Reproduce the material from the line that contains "the curtain rod." through its final line, both included, with the requests unchanged. Shift every coordinate in the answers by adding 113 to each number.

» Extracted entries:
┄┄┄┄┄┄┄┄┄┄┄┄┄┄┄┄┄┄┄┄
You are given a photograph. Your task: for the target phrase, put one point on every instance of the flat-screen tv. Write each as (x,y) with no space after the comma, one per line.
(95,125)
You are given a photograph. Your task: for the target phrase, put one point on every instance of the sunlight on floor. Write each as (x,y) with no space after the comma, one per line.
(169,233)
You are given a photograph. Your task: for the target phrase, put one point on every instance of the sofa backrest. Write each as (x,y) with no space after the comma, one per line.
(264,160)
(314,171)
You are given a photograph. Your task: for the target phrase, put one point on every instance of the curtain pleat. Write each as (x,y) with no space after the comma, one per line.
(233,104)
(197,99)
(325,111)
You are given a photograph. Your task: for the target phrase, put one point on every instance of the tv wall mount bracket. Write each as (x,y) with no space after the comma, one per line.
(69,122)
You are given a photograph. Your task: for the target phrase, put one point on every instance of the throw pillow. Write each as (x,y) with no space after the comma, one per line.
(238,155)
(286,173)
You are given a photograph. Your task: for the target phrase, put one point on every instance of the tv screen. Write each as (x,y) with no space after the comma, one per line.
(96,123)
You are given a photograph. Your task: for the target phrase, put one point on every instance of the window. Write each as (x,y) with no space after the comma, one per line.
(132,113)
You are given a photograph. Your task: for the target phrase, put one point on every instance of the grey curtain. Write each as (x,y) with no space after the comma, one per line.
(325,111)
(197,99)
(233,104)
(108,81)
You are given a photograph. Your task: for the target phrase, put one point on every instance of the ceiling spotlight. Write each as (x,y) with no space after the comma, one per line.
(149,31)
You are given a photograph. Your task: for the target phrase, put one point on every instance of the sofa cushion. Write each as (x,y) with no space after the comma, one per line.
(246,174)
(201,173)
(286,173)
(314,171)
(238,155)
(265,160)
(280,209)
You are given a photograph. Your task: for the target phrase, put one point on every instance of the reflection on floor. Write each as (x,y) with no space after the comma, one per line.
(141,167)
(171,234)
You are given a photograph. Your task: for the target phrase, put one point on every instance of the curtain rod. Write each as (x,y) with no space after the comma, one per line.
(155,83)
┄┄┄┄┄┄┄┄┄┄┄┄┄┄┄┄┄┄┄┄
» Final result:
You are given a photograph. Your task: for the target phrase, put one point on every instance of the curtain rod. Write each as (x,y) with no space after the comma, one per line.
(268,196)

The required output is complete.